Task.
From the listing below, pick out every line containing the string "reflection" and copy each one in full. The match is case-sensitive.

* start The input *

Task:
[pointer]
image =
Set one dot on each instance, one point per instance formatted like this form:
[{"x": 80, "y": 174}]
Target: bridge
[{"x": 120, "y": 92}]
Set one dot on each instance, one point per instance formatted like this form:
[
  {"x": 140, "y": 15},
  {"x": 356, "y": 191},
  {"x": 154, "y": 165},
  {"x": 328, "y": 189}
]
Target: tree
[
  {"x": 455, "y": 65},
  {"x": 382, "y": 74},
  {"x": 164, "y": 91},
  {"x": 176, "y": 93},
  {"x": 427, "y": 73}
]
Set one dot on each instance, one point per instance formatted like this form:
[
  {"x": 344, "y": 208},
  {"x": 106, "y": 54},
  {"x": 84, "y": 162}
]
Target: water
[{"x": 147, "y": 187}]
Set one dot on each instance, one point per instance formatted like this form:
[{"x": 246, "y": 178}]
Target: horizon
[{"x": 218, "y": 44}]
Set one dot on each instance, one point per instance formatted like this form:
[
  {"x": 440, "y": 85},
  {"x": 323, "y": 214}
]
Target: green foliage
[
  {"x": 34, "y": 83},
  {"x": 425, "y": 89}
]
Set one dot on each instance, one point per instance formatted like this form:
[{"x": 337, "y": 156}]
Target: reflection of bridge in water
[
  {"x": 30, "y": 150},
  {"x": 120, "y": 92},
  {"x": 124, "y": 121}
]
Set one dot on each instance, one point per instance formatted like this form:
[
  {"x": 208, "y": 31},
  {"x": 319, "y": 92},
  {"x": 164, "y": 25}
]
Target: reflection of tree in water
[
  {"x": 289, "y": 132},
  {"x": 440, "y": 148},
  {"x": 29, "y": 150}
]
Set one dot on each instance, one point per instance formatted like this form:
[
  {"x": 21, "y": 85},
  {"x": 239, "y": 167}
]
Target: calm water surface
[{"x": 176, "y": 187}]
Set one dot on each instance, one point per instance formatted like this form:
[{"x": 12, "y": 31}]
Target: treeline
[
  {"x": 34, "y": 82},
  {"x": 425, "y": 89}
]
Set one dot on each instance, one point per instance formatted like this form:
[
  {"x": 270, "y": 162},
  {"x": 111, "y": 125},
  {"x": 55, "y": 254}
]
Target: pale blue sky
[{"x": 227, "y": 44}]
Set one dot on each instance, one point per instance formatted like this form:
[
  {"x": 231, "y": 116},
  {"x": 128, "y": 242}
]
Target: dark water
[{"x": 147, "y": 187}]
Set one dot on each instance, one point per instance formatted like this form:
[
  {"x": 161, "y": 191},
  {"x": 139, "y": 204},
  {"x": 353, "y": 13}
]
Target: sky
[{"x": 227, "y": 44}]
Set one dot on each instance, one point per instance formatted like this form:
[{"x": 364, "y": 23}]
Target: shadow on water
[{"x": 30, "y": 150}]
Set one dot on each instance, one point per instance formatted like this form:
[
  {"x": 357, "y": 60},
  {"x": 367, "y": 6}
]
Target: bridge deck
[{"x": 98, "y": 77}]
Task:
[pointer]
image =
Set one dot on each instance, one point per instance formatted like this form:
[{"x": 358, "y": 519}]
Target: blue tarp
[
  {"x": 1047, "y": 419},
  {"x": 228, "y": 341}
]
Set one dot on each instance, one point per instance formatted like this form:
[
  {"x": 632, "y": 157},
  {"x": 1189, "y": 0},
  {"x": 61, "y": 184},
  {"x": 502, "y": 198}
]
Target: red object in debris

* end The input *

Final result.
Target: reflection of bridge in water
Target: reflection of tree in water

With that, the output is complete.